### ACTION ITEM
Below are records; reproduce exactly the lines from the one containing "Where can the green trash" through the end, both included, and only those.

### DATA PROVIDED
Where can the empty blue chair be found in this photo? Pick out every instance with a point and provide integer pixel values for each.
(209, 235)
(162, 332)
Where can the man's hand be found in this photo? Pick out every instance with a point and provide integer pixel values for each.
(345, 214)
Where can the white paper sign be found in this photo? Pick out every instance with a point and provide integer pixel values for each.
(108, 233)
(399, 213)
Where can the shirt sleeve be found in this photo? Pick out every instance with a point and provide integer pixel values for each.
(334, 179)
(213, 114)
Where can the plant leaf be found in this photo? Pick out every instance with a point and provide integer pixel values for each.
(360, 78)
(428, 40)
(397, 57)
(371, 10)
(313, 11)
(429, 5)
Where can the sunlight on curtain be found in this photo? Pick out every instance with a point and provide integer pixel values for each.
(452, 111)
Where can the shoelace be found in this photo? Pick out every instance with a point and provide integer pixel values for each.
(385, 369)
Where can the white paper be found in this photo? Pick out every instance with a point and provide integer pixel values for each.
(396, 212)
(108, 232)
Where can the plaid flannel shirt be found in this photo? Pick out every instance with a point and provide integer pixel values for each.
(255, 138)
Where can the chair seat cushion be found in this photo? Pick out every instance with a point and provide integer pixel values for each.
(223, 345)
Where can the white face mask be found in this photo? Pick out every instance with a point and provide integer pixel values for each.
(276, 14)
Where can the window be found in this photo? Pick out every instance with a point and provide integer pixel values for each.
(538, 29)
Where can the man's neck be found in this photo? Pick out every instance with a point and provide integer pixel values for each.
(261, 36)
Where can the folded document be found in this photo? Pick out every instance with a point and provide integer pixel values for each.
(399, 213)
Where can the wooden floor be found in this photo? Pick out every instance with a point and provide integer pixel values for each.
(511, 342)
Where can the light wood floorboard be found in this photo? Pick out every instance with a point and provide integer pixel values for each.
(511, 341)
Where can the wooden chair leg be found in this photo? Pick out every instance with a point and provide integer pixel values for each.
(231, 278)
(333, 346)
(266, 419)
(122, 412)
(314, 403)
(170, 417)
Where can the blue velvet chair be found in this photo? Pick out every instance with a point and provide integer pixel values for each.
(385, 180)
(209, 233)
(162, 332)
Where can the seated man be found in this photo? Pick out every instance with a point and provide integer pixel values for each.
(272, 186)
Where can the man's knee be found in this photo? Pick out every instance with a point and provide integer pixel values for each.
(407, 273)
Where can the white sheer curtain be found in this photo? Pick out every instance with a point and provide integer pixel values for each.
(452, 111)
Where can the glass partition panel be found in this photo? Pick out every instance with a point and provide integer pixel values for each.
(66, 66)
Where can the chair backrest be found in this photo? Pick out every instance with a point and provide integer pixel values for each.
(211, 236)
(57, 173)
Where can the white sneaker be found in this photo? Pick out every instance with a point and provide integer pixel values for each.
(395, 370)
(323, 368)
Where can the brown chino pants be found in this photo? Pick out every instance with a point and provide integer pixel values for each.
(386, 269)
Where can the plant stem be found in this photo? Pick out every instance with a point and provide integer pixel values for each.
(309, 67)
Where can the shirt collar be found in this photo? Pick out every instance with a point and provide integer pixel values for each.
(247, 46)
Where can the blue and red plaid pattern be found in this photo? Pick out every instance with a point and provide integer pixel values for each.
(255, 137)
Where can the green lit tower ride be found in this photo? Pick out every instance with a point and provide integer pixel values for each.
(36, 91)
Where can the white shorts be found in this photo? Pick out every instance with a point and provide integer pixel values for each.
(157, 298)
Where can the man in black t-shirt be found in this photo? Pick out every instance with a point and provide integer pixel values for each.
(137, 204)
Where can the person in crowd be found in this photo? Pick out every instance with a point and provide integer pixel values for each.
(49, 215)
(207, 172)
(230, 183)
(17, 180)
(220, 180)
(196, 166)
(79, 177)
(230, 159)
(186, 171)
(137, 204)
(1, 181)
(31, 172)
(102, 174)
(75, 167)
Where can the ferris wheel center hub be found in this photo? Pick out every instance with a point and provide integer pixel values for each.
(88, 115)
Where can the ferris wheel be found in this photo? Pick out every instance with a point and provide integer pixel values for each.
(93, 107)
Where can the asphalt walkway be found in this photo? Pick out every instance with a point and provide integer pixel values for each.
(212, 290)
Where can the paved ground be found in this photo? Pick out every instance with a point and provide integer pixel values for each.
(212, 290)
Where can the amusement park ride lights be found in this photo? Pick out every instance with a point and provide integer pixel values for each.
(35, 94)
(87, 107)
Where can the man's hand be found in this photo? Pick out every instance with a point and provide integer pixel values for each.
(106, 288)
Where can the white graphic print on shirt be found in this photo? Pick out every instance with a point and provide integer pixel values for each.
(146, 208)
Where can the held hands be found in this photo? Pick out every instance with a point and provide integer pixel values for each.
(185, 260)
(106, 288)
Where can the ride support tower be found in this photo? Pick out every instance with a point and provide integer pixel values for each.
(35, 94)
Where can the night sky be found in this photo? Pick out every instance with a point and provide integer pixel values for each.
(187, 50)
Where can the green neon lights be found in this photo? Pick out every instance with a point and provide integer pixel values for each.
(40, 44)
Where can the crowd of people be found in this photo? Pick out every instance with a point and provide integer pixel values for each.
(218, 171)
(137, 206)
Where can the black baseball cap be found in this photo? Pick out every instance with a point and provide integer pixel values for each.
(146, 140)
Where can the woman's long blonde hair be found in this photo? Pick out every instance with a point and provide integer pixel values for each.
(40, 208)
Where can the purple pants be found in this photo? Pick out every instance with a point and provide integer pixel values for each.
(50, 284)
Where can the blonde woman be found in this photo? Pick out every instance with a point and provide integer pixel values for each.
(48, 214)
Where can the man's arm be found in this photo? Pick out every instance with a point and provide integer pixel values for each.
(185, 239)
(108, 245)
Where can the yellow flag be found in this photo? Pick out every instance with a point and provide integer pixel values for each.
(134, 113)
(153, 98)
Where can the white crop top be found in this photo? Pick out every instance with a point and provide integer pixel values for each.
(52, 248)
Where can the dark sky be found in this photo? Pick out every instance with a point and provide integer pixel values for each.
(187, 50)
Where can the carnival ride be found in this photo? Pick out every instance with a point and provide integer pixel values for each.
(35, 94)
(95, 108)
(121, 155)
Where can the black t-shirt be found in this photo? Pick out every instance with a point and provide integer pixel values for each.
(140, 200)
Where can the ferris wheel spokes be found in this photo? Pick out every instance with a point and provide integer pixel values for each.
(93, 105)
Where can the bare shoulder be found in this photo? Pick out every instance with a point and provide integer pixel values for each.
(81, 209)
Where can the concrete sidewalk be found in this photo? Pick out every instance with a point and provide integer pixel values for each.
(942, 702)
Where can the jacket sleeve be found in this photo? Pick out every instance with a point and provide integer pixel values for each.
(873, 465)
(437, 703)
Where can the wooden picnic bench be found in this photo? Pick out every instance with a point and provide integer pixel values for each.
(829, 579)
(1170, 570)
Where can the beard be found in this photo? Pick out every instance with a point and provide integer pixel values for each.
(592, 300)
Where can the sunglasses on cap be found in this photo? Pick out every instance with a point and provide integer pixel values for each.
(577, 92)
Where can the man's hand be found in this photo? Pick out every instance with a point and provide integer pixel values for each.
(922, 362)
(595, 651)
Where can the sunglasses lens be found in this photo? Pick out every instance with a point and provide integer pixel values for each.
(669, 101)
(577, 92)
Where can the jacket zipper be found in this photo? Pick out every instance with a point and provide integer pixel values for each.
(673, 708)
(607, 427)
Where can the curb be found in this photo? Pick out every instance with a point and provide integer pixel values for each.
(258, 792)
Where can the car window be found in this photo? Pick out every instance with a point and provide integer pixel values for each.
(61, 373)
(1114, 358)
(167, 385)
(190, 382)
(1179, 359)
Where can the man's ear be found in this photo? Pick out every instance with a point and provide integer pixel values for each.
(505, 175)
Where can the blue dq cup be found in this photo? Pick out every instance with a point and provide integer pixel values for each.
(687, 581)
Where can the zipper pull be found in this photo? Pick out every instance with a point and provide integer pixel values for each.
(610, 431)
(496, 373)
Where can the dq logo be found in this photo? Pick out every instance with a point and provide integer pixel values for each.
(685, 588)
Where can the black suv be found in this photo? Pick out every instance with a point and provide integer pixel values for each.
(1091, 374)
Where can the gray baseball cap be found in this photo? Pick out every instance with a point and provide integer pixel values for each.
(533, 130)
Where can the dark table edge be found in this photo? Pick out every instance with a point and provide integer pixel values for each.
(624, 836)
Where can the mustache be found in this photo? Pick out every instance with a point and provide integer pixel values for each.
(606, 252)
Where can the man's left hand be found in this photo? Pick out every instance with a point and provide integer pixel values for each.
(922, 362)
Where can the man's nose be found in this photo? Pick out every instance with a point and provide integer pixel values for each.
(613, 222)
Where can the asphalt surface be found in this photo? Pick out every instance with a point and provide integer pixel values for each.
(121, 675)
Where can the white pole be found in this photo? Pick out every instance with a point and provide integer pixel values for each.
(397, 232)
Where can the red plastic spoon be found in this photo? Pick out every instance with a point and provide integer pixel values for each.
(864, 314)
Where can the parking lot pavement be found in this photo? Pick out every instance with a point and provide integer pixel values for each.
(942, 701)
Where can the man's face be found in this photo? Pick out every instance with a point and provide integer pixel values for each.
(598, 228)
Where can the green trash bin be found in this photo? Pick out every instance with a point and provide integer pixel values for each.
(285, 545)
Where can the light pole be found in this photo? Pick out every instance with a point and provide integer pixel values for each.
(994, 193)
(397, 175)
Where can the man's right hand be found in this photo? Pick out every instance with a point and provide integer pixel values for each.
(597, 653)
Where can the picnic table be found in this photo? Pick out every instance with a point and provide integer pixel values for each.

### TASK SOLUTION
Where can the green trash bin be found in this photo? Pick out every instance with a point and provide integer pixel values for each.
(285, 545)
Where can the light pole be found in this photo? Pick out every instance with a point and provide integer pixel values for each.
(994, 193)
(397, 175)
Where can the man's right hand be found in this photo? Pick out every instance with a point and provide integer pixel values for each.
(597, 653)
Where can the picnic table be found in this photo? Pick out every instance with a point and provide integer pixel values for each.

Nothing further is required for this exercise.